> [PASSAGE TO READ]

The AMA (American Medical Association) finally stepped up to the plate in 2015 and called for a ban on DTC advertising: “[DTC advertising] inflates demand for new and more expensive drugs even when these drugs may not be appropriate” Right on brother. But until a reluctant congress (90% of the House and 97 senators take bribes —uh, make that contributions — from the drug fairy) can be dragged kicking and screaming to the altar of sanity, how about telling your members Just say no to those useless and potentially harmful drugs a gullible public has been deluded into believing will help them live forever.
Two countries in the world allow DTC advertising: New Zealand and the world’s sole super power. Call it the wages of sin but these are the only two countries whose people take more than two drugs daily. “[Drug makers don’t care] whether it’s a rare, expensive drug or a popular cheap drug…A small number of customers spending a lot or a big number spending a little.” (Amanda Starc, Northwestern University’s Kellogg School of Management)
Can anything be done to stop the bleeding? There’s good news and bad on that front. A bill has been kicking around Congress since 2009, “Protecting Americans from Drug Marketing Act” which would prevent drug companies from writing off the money they spend on advertising as a tax deduction. Unfortunately, the bill has never gotten a fair hearing and one of its chief sponsors, Al Franken, is no longer in the Senate. Prospects for its passage: on the cusp of absolute zero.
Having gotten away with one scam, the criminal cabal that is today’s drug industry is up to their hard hearts in another. According to a new report from Oxfam, four drug companies —Pfizer, Merck, Johnson & Johnson and Abbott —park their profits overseas thereby dodging $2.3 billion annually in taxes that belong in U.S coffers. To put the icing on the cake, in June a Reuter’s investigation found that another drug company, AbbVie projects an astonishingly low 9% tax rate for 2018 in spite of the fact that its blockbuster drug, Humira, reported record sales of $12 billion in the U.S. (average annual cost to treat each patient $20,000)) On the scale of crimes against humanity this scam represents a perfect 10.

> [GIVEN INFORMATION]
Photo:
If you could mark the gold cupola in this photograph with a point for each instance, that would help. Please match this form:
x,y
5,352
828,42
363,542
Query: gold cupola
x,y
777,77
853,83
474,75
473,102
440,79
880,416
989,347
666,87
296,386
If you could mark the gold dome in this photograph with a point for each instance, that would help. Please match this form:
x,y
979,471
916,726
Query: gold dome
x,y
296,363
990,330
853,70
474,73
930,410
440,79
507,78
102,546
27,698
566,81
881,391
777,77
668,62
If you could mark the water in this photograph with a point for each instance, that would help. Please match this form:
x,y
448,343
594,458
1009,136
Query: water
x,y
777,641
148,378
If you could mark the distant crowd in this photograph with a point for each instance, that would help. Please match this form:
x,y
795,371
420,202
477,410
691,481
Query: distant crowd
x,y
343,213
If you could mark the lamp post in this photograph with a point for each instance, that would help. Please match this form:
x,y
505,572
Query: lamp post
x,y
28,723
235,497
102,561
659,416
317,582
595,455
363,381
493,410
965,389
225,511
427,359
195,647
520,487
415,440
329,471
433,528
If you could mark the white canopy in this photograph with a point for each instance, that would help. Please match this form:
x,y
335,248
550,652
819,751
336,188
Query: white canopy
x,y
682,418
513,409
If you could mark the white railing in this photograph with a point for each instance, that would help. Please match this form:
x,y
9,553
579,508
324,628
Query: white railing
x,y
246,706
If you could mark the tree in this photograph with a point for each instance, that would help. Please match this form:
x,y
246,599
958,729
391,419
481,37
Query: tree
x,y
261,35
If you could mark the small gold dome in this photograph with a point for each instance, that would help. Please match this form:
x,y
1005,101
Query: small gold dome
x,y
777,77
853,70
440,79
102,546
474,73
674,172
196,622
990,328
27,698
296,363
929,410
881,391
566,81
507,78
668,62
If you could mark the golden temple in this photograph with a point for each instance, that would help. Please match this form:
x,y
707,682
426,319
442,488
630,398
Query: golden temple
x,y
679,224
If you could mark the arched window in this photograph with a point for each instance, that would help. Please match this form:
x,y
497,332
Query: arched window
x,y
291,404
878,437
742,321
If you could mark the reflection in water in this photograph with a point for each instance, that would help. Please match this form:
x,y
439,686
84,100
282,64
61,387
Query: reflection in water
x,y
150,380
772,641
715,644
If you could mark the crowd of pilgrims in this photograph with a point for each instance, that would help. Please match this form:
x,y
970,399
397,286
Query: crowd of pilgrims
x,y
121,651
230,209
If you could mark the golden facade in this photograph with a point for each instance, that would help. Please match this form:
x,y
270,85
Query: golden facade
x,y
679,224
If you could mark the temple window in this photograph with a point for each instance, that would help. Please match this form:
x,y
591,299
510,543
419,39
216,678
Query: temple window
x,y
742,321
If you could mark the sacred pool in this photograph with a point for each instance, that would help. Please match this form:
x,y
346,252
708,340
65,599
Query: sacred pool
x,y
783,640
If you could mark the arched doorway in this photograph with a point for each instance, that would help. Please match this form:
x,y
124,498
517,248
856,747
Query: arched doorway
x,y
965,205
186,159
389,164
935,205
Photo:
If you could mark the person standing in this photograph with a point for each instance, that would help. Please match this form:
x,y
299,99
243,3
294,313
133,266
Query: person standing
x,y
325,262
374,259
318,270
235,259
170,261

> [PROBLEM TO SOLVE] Edit the passage on drug advertising above: write it out again from "The AMA (American" up to and including "them live forever.", with "drug fairy" replaced by "pharmaceutical industry".

> [RESULT]
The AMA (American Medical Association) finally stepped up to the plate in 2015 and called for a ban on DTC advertising: “[DTC advertising] inflates demand for new and more expensive drugs even when these drugs may not be appropriate” Right on brother. But until a reluctant congress (90% of the House and 97 senators take bribes —uh, make that contributions — from the pharmaceutical industry) can be dragged kicking and screaming to the altar of sanity, how about telling your members Just say no to those useless and potentially harmful drugs a gullible public has been deluded into believing will help them live forever.